> _WHAT TO WORK ON_
Read the listing below and copy out each line where the word "instance" occurs.

● ● ● ●

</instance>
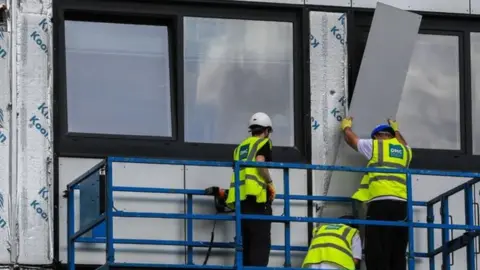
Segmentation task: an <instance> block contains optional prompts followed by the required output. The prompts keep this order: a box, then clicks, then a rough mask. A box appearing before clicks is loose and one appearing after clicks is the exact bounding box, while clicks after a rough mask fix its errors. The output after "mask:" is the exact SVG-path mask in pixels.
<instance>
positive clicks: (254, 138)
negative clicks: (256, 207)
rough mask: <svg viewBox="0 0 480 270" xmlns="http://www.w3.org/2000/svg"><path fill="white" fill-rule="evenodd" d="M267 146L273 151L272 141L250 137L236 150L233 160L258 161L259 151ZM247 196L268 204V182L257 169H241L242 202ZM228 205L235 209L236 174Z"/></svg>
mask: <svg viewBox="0 0 480 270" xmlns="http://www.w3.org/2000/svg"><path fill="white" fill-rule="evenodd" d="M265 144H268V145H269V147H270V149H272V142H271V141H270V139H268V138H265V139H262V138H258V137H249V138H247V139H245V140H244V141H243V142H242V143H241V144H240V145H239V146H237V148H235V151H234V152H233V160H235V161H253V162H254V161H256V156H257V152H258V150H260V149H261V148H262V147H263V146H264V145H265ZM247 195H251V196H256V197H257V203H264V202H267V182H266V181H265V179H263V177H262V176H261V175H260V173H259V172H258V169H257V168H252V167H244V168H240V200H241V201H243V200H245V199H246V198H247ZM226 203H227V205H228V207H230V208H232V209H233V208H234V207H235V172H234V173H233V175H232V180H231V182H230V189H229V190H228V197H227V201H226Z"/></svg>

● ● ● ●

> _RESULT_
</instance>
Segmentation task: an <instance> block contains optional prompts followed by the required output. The prompts keep this order: a box, then clicks, then a rough mask. A box appearing before clicks is loose and one appearing after clicks is the exact bounding box, while clicks after a rough mask fix its errors. The output after "mask:" is the exact SVG-path mask in pixels.
<instance>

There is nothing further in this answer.